Data to examine —
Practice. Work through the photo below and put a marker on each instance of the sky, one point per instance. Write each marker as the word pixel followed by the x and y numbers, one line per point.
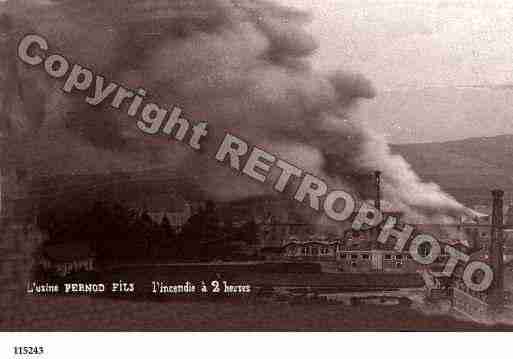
pixel 443 70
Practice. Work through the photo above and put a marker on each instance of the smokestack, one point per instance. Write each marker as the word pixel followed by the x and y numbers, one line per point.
pixel 377 201
pixel 496 245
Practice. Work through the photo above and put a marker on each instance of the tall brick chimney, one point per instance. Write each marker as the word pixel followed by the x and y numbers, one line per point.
pixel 377 200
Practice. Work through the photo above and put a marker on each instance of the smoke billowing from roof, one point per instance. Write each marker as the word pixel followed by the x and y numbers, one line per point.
pixel 239 65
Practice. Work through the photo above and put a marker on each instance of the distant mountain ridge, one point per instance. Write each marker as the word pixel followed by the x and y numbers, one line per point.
pixel 468 169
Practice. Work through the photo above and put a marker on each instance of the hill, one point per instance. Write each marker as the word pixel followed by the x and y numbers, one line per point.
pixel 468 169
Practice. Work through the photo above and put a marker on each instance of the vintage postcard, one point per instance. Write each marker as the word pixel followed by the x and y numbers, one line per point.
pixel 254 165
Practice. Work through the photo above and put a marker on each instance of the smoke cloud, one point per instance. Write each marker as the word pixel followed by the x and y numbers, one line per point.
pixel 242 66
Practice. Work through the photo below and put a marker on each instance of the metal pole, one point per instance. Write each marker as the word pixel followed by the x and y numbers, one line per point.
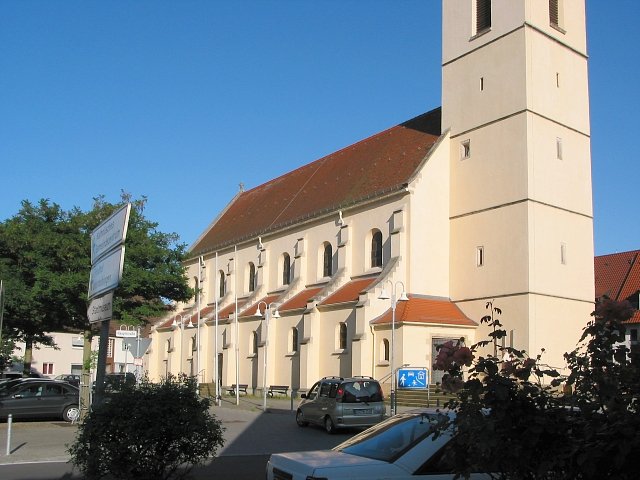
pixel 393 345
pixel 267 314
pixel 1 310
pixel 215 362
pixel 9 423
pixel 102 362
pixel 200 261
pixel 237 346
pixel 181 342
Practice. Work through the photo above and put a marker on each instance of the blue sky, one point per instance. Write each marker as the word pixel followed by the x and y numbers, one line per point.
pixel 181 101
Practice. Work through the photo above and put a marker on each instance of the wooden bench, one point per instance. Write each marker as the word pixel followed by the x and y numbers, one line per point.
pixel 242 388
pixel 283 389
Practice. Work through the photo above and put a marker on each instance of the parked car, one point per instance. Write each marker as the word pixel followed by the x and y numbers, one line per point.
pixel 336 402
pixel 402 447
pixel 39 398
pixel 113 382
pixel 71 378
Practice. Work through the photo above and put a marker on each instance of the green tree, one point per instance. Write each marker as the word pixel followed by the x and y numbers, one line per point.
pixel 152 431
pixel 518 418
pixel 45 261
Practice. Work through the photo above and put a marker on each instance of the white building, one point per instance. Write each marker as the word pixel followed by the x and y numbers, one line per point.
pixel 486 198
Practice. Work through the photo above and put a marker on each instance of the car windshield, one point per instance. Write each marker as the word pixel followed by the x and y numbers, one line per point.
pixel 391 438
pixel 362 391
pixel 8 385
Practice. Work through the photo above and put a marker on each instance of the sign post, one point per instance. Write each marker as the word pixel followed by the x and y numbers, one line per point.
pixel 107 260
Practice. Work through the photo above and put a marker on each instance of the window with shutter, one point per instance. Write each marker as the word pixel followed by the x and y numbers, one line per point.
pixel 483 15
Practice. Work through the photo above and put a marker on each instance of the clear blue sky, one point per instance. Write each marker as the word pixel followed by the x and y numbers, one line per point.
pixel 183 100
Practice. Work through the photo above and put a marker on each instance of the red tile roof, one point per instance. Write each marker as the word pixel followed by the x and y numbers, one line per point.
pixel 618 278
pixel 301 299
pixel 382 163
pixel 269 299
pixel 229 309
pixel 426 310
pixel 349 292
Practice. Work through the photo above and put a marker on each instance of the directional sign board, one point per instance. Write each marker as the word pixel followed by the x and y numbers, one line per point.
pixel 126 333
pixel 106 273
pixel 413 378
pixel 110 233
pixel 100 308
pixel 137 346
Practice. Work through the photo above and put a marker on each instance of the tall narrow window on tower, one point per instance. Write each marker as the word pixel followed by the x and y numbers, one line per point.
pixel 553 13
pixel 483 16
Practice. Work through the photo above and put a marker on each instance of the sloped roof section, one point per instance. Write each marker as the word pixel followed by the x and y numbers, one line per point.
pixel 380 164
pixel 426 310
pixel 612 272
pixel 300 300
pixel 618 278
pixel 253 309
pixel 349 292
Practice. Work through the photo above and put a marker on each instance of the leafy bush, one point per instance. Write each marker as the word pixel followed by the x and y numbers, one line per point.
pixel 519 418
pixel 149 431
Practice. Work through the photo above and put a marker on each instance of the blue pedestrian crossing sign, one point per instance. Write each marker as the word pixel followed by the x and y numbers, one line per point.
pixel 413 378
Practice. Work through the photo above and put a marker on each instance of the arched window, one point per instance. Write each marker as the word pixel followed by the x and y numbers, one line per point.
pixel 286 269
pixel 252 277
pixel 384 350
pixel 376 249
pixel 342 336
pixel 222 280
pixel 327 260
pixel 254 343
pixel 294 339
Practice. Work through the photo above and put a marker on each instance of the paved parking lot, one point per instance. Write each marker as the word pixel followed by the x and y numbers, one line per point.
pixel 248 432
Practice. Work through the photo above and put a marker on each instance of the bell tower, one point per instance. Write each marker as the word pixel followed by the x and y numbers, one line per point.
pixel 515 100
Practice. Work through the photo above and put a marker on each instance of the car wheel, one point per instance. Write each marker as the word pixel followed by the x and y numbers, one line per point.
pixel 300 419
pixel 71 413
pixel 329 426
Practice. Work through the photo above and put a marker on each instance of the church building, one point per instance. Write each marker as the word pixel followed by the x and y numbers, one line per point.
pixel 364 261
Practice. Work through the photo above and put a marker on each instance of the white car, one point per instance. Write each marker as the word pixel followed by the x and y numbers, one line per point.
pixel 402 447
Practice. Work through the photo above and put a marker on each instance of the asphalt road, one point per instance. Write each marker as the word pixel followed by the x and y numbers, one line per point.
pixel 38 449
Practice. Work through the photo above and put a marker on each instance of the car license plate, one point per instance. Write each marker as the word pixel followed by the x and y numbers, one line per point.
pixel 363 411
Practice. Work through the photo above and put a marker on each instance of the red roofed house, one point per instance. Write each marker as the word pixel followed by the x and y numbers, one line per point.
pixel 487 198
pixel 618 278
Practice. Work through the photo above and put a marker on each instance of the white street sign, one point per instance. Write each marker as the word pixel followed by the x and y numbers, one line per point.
pixel 110 233
pixel 106 273
pixel 100 308
pixel 126 333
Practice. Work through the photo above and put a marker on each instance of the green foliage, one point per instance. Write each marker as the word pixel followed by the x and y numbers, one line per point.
pixel 517 417
pixel 45 260
pixel 152 431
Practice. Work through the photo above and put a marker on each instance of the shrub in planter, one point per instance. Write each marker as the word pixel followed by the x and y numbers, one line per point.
pixel 149 431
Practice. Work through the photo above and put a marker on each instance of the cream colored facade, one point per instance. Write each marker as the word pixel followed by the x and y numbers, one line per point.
pixel 516 97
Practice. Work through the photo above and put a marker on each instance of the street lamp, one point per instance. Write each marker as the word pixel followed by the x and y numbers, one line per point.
pixel 394 301
pixel 180 325
pixel 267 317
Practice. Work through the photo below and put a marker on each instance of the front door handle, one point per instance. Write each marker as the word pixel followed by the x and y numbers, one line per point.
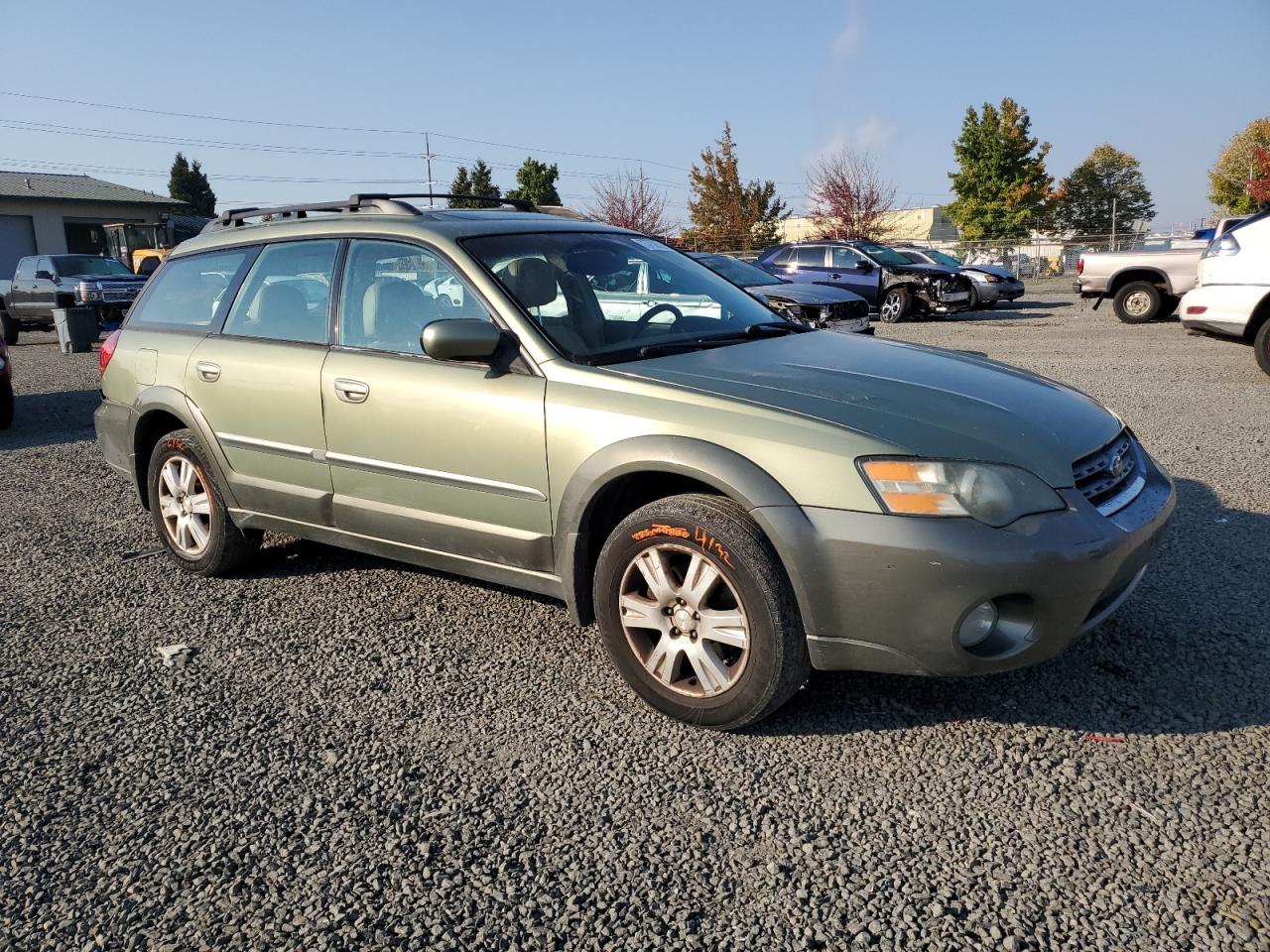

Your goal —
Drop the images and copy all the data exactly.

Written answer —
Practice. Work through the photo below and put a marker on each instance of the sky, one point per instance. Write each marker as the word pixel followed by the x and y numbers, one line per point.
pixel 443 70
Practice. Work through the photo above and put a marker on each instance of the smokestack, one point per instance. Write each marker as the word pixel followed by the x and y numbers, one line per point.
pixel 377 201
pixel 496 245
Practice. Work through the photo above and put a marker on each instance of the tall brick chimney, one point per instance. Write each marker as the word pixel followed by the x and y numbers, one line per point.
pixel 377 200
Practice. Work through the photo above and put a marker on each instance of the smoke billowing from roof, one point per instance. Write each marker as the word pixel followed by the x and y numbers, one line per point.
pixel 239 65
Practice. Work through the photo above and put a marker on each instance of the distant mountain ridge, one point per instance. Write each marker as the word pixel followed by the x and y numbers, one line per point.
pixel 468 169
Practice. Work through the photo above and put a marker on each instance of the hill, one point per instance. Write each marker as the word pixel followed by the x and y numbers, one line per point.
pixel 468 169
Practice. Work through the photo above and put a marker on each instance of the vintage postcard, one point per instance. Write each marker as the word pixel followed by the x and y numbers, one line per point.
pixel 254 165
Practice. Work through the photo above and put a marker on each instance of the smoke cloud, one point per instance. Write each marker as the word pixel followed by the x and y numbers, one line per point.
pixel 242 66
Practice. Work through the photo below and put a marker on each instance of the metal pole, one point per instance. Write each marker as the word pixel followed by the x and y numbers, one line per point.
pixel 393 345
pixel 267 314
pixel 1 310
pixel 215 362
pixel 9 423
pixel 102 362
pixel 200 261
pixel 237 346
pixel 181 342
Practice. Work through the photo above and put a marker on each instance of the blue sky, one point per instance. Write each marker as the word pixel followed by the x and y numbers, one line per point.
pixel 181 101
Practice. Work through the photo above and put a marker on each instance of the wooden bench, one point per instance. Write each marker as the word pixel followed by the x and y numbers, one line per point.
pixel 242 388
pixel 283 389
Practice. Work through the photo above and put a marker on each instance of the parked car, one point per instance. Write each marker as the word pixel followed by the x and y numbers, one line per point.
pixel 336 402
pixel 402 447
pixel 39 398
pixel 113 382
pixel 71 378
Practice. Work through the photo above and put a marker on each instance of the green tree, one point per instance. Write each marker as the word pixel followed by the x and y numbers, one line per point.
pixel 152 431
pixel 518 418
pixel 45 261
Practice. Work through the photo above and put a marker on each instance of the white building, one point per instance. Write each marker as the word pixel followed by the x and y numbers, one line per point.
pixel 486 198
Practice. Work through the photo above and put a marker on each instance of the car windshield, one point per instance. Write each marker as the word pixel followed by the x and y numbers, one line per point.
pixel 391 438
pixel 362 391
pixel 8 385
Practice. Work through the photo above and put a marker on each instance of the sign post, one point per instance. Write each marker as the word pixel followed by the x and y numbers, one line per point.
pixel 107 260
Practice. Work through the photo above and put a marker on each instance of the window with shutter, one point per instance. Write each marker as the word pixel followed by the x and y numbers, one line per point.
pixel 483 15
Practice. Work through the photo above and put a marker on each instance of the clear blue sky, one point per instance. Write each marker as the word pixel followed by the x and y numbers, one line per point.
pixel 183 100
Practice. Work through the photo above and put a marker on each instance of the red tile roof, one point per instance. Write each marker as the word pixel followed by the x and y numbers, one line per point.
pixel 618 278
pixel 301 299
pixel 382 163
pixel 269 299
pixel 229 309
pixel 426 310
pixel 349 292
Practice. Work through the photo above and put a marker on each instance of the directional sign board, one point per instance. Write each marker as the word pixel followed by the x and y numbers, one line per point.
pixel 126 333
pixel 106 273
pixel 413 378
pixel 110 233
pixel 100 308
pixel 137 346
Practice. Work through the photo above and put a marker on each instance of the tall narrow window on tower, one point per instance. Write each marker as the word pixel followed by the x and y numbers, one line per point.
pixel 553 13
pixel 483 16
Practice. Work through the photo above and put a marker on each instance of the sloped roof section, one point per instance. Write each marker as the word pixel followed by the x and y numbers, one line per point.
pixel 380 164
pixel 426 310
pixel 612 272
pixel 300 300
pixel 618 278
pixel 253 309
pixel 349 292
Practice. Work through the photo above and put a marker on each instance of the leafy bush, one point per instance. Write each marker as the word pixel followed by the x and y numbers, one line per point.
pixel 519 418
pixel 149 431
Practice. Work through the photo above and put a marker on each instance of the blue pedestrian crossing sign, one point per instance. Write each marker as the word pixel followed by the x and y numbers, one line per point.
pixel 413 378
Practice. Work through the photo above and put a marker on each instance of the arched window, one point per instance. Write each marker as the word pixel followed by the x and y numbers, one line per point.
pixel 286 269
pixel 252 277
pixel 384 350
pixel 376 249
pixel 342 336
pixel 222 280
pixel 327 260
pixel 254 343
pixel 294 339
Practice. Work through the photo above and put a marker on each instance of the paved parking lot, one point per instance. Write each marker as the word pixel followed by the x and y numbers, one line per point.
pixel 248 432
Practice. Work through the photo above and put a marker on each instance of the bell tower, one point per instance. Write each marker as the word pixel followed by the x and y numbers, one line per point.
pixel 515 100
Practice. Work through the photo above and put a marker on each instance of the car wheel, one point per instance. Write each marker as the word pixel followed by the x and y numbers, one line per point.
pixel 300 419
pixel 71 413
pixel 329 426
Practice. Work through the photo above and put a marker on each instance of the church building, one point per instance. Write each marker as the word pixel followed by the x and y numbers, one line per point.
pixel 364 261
Practice. Work through the photo above and put a marker on each instance of the white car, one point per instance. Write each marker as the word pixel followed by the x and y numbers, one line per point.
pixel 402 447
Practice. Work through the photo above and put a marker on each instance of the asphalt road, one point per instance. Write each marker as the word pixel followed by the x and y numbers, one line per point.
pixel 38 449
Practice. Work through the photo above and put a marker on each instance of the car license plate, one point per instance. Write each marker as the word pixel followed by the x and y numbers, one line per point.
pixel 363 411
Practice. Work through the photo above and put a marker on each instance of the red roofed house, one point per instance. Write each marker as the word pixel followed by the x and y numbers, one line per point.
pixel 487 198
pixel 618 278
Practice. Work through the photo above and put a marker on each instance of the white street sign, one point per instance. Write each marker as the word pixel followed by the x and y numbers, one line per point.
pixel 110 233
pixel 106 273
pixel 100 308
pixel 126 333
Practice. Work through the photo above and put a marker on each instance of the green foliage, one point per instance. Write each marker as the word pixel followed by the x and y numbers, one line per point.
pixel 517 417
pixel 45 260
pixel 152 431
Practice. Work through the photo above and put a marker on each instance of the shrub in planter, one point per instance. Write each marker as the word pixel followed by the x and y numbers, one line per point.
pixel 149 431
Practice. Work through the photo above and put a marker on each instance of the cream colored facade, one point per instance. Write each marker as the word pixel followed by the x and y numbers, one line per point.
pixel 516 97
Practice. Work through the photo above and put a marker on each instance of the street lamp, one point per instance. Write each marker as the word pixel followed by the x and y numbers, one line per point.
pixel 394 301
pixel 180 325
pixel 267 317
Practice. Work through the photo below and put a marker on each instance of the front door handle, one point per instance. Write each marker as the word pixel followed by the x and y numbers, one line per point.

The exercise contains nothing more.